=== Written request ===
Return all of the entries exactly, with nothing added or left out.

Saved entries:
>>>>>

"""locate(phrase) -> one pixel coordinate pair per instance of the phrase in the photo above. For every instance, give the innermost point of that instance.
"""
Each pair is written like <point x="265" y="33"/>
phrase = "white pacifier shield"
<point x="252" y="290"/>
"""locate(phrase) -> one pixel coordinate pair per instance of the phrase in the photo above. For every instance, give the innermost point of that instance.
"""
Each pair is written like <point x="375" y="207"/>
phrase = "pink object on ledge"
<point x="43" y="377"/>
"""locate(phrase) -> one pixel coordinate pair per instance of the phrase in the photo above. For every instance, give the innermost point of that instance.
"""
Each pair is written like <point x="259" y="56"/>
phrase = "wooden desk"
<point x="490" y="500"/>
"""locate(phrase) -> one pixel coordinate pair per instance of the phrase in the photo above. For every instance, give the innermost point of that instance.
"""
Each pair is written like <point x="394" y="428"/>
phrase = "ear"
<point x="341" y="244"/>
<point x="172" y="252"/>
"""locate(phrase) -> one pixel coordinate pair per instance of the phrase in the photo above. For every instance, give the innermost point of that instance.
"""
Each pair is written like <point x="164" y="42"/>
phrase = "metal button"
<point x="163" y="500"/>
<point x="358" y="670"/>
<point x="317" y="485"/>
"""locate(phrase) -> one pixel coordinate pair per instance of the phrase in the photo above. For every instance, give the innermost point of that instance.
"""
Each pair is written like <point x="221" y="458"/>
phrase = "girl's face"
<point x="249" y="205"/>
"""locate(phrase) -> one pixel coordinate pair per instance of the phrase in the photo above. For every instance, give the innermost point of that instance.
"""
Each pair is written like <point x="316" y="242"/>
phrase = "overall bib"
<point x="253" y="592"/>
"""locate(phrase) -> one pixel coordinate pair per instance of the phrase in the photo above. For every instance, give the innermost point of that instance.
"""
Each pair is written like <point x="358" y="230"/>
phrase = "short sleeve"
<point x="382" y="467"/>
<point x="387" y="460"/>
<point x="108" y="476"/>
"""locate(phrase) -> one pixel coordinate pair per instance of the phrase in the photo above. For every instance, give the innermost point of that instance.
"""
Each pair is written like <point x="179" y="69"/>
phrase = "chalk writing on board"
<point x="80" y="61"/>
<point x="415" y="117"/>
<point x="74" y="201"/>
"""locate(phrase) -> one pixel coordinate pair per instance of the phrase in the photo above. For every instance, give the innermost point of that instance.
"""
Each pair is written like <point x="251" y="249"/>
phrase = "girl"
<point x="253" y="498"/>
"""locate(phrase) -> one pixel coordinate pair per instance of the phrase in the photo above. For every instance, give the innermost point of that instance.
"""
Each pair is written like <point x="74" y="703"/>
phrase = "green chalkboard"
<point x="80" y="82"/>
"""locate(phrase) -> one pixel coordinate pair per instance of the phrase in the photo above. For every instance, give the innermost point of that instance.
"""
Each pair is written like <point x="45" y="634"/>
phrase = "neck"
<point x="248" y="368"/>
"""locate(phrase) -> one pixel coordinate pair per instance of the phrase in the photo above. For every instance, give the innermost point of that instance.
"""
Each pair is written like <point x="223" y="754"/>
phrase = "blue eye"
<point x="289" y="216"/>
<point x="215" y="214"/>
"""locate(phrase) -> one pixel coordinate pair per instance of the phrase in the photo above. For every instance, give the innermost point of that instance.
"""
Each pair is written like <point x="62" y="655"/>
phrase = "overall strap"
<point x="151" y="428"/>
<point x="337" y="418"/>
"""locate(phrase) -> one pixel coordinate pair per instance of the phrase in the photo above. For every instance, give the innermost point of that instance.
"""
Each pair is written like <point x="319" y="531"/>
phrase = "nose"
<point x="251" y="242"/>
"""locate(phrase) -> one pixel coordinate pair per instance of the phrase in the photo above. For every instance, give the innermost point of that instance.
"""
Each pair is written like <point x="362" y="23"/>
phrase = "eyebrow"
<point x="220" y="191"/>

<<<<<

=== Solution to this task ===
"""locate(phrase) -> one pixel coordinate pair per instance of the phrase in the photo above. For every instance, give the innermost point of that instance.
"""
Each pair is written like <point x="265" y="33"/>
phrase = "white pacifier shield"
<point x="252" y="290"/>
"""locate(phrase) -> one pixel coordinate pair per instance of the phrase in the photo above. For every instance, give the innermost point of that instance.
"""
Each pair is written like <point x="375" y="207"/>
phrase = "pink object on ledge"
<point x="43" y="377"/>
"""locate(phrase) -> one pixel coordinate pair per instance of the phrase in the photo above. For every instance, give the innermost point of that instance.
"""
Each pair is written like <point x="259" y="56"/>
phrase = "wooden desk"
<point x="490" y="500"/>
"""locate(phrase) -> one pixel coordinate pair per instance of the phrase in the photo above. For every instance, give the innermost point of that instance.
"""
Each pair is written like <point x="394" y="428"/>
phrase = "ear"
<point x="341" y="244"/>
<point x="172" y="252"/>
"""locate(phrase) -> one pixel coordinate pair per instance of the phrase in the photo above. For every instance, give the innermost point of that instance.
"""
Each pair is written like <point x="164" y="42"/>
phrase = "metal button"
<point x="163" y="500"/>
<point x="358" y="670"/>
<point x="317" y="485"/>
"""locate(phrase) -> one pixel coordinate pair per instance of the phrase in the photo above. For every instance, give the innermost point of that instance.
"""
Each pair is written like <point x="221" y="458"/>
phrase = "girl's face"
<point x="249" y="205"/>
"""locate(phrase) -> one pixel coordinate pair per instance of the phrase in the photo above. For every instance, give the innermost point of that instance.
"""
Each pair is written like <point x="316" y="242"/>
phrase = "overall bib"
<point x="253" y="592"/>
"""locate(phrase) -> one pixel coordinate pair per instance of the phrase in the photo above. For every instance, give the innermost point of that instance.
"""
Each pair is written like <point x="358" y="230"/>
phrase = "short sleeve"
<point x="382" y="467"/>
<point x="387" y="460"/>
<point x="108" y="476"/>
"""locate(phrase) -> one pixel coordinate pair per instance of the phrase in the photo above. For every instance, give the innermost point of that instance.
"""
Each pair is written like <point x="179" y="69"/>
phrase = "chalk writing on board"
<point x="80" y="61"/>
<point x="415" y="117"/>
<point x="74" y="201"/>
"""locate(phrase) -> one pixel coordinate pair per instance of the phrase in the photo above. For every instance, give the innermost point of that instance.
"""
Each pair is written like <point x="251" y="249"/>
phrase = "girl"
<point x="253" y="498"/>
"""locate(phrase) -> one pixel coordinate pair per instance of the phrase in the photo above. For every instance, give the innermost point of that instance.
"""
Each pair is written like <point x="74" y="703"/>
phrase = "green chalkboard"
<point x="80" y="82"/>
"""locate(phrase) -> one pixel coordinate pair per instance of the phrase in the photo above. For every instance, give the innermost point of that instance.
"""
Each pair is written like <point x="45" y="634"/>
phrase = "neck"
<point x="248" y="368"/>
"""locate(phrase) -> one pixel coordinate pair per instance of the phrase in the photo above. For every instance, give the innermost point of that instance.
"""
Each pair is written like <point x="223" y="754"/>
phrase = "blue eye"
<point x="289" y="216"/>
<point x="215" y="214"/>
"""locate(phrase) -> one pixel coordinate pair per instance of the phrase in the photo above. For every instance, give the innermost point of that instance.
"""
Each pair is written like <point x="62" y="655"/>
phrase = "overall strap"
<point x="151" y="428"/>
<point x="337" y="418"/>
"""locate(phrase) -> one pixel coordinate pair per instance of the phrase in the photo above. For every instance, give the innermost point of that instance.
"""
Each pair is written like <point x="319" y="531"/>
phrase = "nose"
<point x="251" y="242"/>
"""locate(phrase) -> one pixel coordinate pair per instance of the phrase in the photo above. For every instance, give the innermost point of that instance.
"""
Each pair is written like <point x="362" y="23"/>
phrase = "eyebrow"
<point x="220" y="191"/>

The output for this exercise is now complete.